> **Required task**
Put every line of the rows below into a JSON list of strings, one string per line, with blank lines omitted.
* begin Task data *
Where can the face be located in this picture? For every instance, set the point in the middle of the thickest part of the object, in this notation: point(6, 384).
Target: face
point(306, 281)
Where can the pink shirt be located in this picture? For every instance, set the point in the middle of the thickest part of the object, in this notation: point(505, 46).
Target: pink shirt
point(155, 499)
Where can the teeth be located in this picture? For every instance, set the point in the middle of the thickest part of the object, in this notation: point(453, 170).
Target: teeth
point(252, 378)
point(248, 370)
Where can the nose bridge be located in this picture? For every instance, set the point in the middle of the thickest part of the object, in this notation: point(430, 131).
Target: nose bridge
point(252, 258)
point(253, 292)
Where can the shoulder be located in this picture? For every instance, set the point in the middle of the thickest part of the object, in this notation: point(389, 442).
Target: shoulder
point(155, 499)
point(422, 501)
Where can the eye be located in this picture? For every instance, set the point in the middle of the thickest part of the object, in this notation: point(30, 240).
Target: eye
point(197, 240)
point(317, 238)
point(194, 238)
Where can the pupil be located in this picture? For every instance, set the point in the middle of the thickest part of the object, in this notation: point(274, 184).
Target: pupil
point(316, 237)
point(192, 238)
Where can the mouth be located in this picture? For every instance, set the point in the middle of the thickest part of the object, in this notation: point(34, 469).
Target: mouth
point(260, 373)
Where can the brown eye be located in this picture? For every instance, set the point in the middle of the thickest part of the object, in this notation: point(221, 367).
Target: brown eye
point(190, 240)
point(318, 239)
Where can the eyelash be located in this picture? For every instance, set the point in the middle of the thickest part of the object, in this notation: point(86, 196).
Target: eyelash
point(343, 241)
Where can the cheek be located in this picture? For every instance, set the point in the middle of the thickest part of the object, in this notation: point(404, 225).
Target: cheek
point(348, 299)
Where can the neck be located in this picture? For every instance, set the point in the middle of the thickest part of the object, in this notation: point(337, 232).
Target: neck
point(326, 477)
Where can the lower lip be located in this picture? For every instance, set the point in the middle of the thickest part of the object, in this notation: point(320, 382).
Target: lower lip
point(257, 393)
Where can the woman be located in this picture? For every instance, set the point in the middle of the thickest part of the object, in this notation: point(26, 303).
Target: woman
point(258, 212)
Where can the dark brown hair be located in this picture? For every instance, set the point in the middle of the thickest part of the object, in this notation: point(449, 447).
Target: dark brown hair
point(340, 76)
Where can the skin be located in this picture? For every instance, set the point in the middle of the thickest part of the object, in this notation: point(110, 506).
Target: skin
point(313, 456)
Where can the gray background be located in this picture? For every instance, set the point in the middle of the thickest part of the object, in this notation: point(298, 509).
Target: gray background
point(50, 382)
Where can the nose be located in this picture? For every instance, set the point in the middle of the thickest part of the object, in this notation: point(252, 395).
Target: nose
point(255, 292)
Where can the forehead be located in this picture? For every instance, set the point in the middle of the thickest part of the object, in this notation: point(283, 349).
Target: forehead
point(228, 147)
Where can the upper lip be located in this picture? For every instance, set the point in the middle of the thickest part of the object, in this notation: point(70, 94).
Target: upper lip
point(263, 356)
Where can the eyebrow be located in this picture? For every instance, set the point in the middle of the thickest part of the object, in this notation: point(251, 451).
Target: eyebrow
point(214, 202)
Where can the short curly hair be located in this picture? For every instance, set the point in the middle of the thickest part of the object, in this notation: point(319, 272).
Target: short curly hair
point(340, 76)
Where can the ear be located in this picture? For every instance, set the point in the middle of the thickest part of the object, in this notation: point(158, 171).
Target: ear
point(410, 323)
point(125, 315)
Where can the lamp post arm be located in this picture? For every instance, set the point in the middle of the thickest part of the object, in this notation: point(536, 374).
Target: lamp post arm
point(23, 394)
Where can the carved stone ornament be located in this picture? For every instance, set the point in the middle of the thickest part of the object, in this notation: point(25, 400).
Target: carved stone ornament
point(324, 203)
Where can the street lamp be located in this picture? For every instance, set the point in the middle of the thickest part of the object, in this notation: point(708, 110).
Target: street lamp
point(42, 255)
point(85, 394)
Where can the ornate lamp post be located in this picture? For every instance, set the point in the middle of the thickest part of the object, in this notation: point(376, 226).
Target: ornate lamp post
* end Task data *
> **Task result**
[
  "Where can the face be located in this picture? For every instance, set the point in the middle of the thickest part of the object, in this notation: point(6, 384).",
  "Target: face",
  "point(306, 281)",
  "Where can the pink shirt be located in this picture? For every instance, set the point in the middle of the thickest part of the object, in this notation: point(505, 46).",
  "Target: pink shirt",
  "point(155, 499)",
  "Where can the teeth be located in this picture? For every instance, set the point in the middle of the thickest part of the object, in this notation: point(453, 170).",
  "Target: teeth",
  "point(252, 378)",
  "point(248, 370)",
  "Where can the nose bridge be located in this picture? For every instance, set the point in the middle of the thickest part of the object, in this notation: point(430, 131).",
  "Target: nose bridge",
  "point(252, 258)",
  "point(253, 292)",
  "Where can the shoulder be located in this picture? For every instance, set the point in the middle of the thickest part of the object, in this notation: point(389, 442).",
  "Target: shoulder",
  "point(155, 499)",
  "point(422, 501)",
  "Where can the eye be located in this picture? For every instance, set the point in the middle of the thickest part of the object, in this notation: point(30, 240).",
  "Target: eye",
  "point(197, 240)",
  "point(317, 238)",
  "point(194, 238)",
  "Where can the pupil be located in this picture? For every instance, set the point in the middle of the thickest part of the object, in this notation: point(274, 184).",
  "Target: pupil",
  "point(316, 237)",
  "point(192, 238)",
  "Where can the mouth be located in this picture? For every instance, set the point in the middle of the thickest part of the object, in this notation: point(34, 469).",
  "Target: mouth",
  "point(260, 373)",
  "Where can the brown eye be located in this picture? For every instance, set the point in the middle of the thickest part of the object, in this notation: point(221, 367).",
  "Target: brown eye",
  "point(190, 240)",
  "point(318, 239)",
  "Where can the eyelash be located in this picture? For every instance, set the point in the middle of the thickest part of the object, in this notation: point(86, 196).",
  "Target: eyelash",
  "point(343, 241)",
  "Where can the cheek be located in this picture? For every instance, set the point in the middle of the thickest part of the object, in this notation: point(404, 225).",
  "Target: cheek",
  "point(348, 299)",
  "Where can the neck be located in this picture? For every instance, set the point in the middle of the thickest part of the object, in this notation: point(337, 232).",
  "Target: neck",
  "point(326, 477)",
  "Where can the lower lip be located in this picture? For every instance, set the point in the middle of the thickest part of the object, in this notation: point(320, 382).",
  "Target: lower lip",
  "point(257, 393)",
  "Where can the woman be located in this picture? For every instance, set the point in the middle of the thickest part of the object, in this notation: point(26, 303).",
  "Target: woman",
  "point(258, 212)",
  "Where can the dark brown hair be located in this picture? For every instance, set the point in the middle of the thickest part of the object, in this notation: point(449, 447).",
  "Target: dark brown hair",
  "point(340, 76)",
  "Where can the skin be located in this picture? For every instance, set the point in the middle of the thickest part of the object, in this notation: point(110, 506).",
  "Target: skin",
  "point(313, 456)",
  "Where can the gray background be located in this picture? For every instance, set the point in the middle of the thickest part of the object, in this notation: point(298, 509).",
  "Target: gray background",
  "point(50, 382)",
  "Where can the nose be located in this picture? For every instance, set the point in the middle of the thickest part of the object, in this notation: point(252, 395).",
  "Target: nose",
  "point(255, 292)",
  "Where can the forehead be located in this picture? For every instance, set the point in the middle of the thickest part of the object, in this notation: point(283, 349).",
  "Target: forehead",
  "point(228, 147)",
  "Where can the upper lip be located in this picture? For every instance, set the point in the middle of the thickest part of the object, in this notation: point(70, 94).",
  "Target: upper lip",
  "point(263, 356)",
  "Where can the eyebrow be located in this picture? For every instance, set the point in the middle of the thickest part of the object, in this notation: point(251, 451).",
  "Target: eyebrow",
  "point(214, 202)",
  "Where can the short curly hair be located in this picture? For every instance, set the point in the middle of the thickest part of the object, in this notation: point(319, 272).",
  "Target: short curly hair",
  "point(340, 76)",
  "Where can the ear be located in this picture? For every instance, set the point in the middle of the thickest part of the object, in this notation: point(158, 171).",
  "Target: ear",
  "point(410, 323)",
  "point(125, 315)",
  "Where can the lamp post arm be located in this picture? For every instance, set the point in the middle of the thickest part of the object, in this notation: point(536, 374).",
  "Target: lamp post arm",
  "point(23, 394)",
  "Where can the carved stone ornament be located in this picture? For every instance, set the point in the middle of the thickest part of the object, in this notation: point(25, 400).",
  "Target: carved stone ornament",
  "point(324, 203)",
  "Where can the street lamp be located in this picture? For every instance, set the point in the middle of the thickest part of the object, in this notation: point(708, 110).",
  "Target: street lamp",
  "point(42, 255)",
  "point(85, 394)",
  "Where can the ornate lamp post be located in this picture? For every instance, set the point in the middle of the thickest part of the object, in this notation: point(376, 226).",
  "Target: ornate lamp post"
]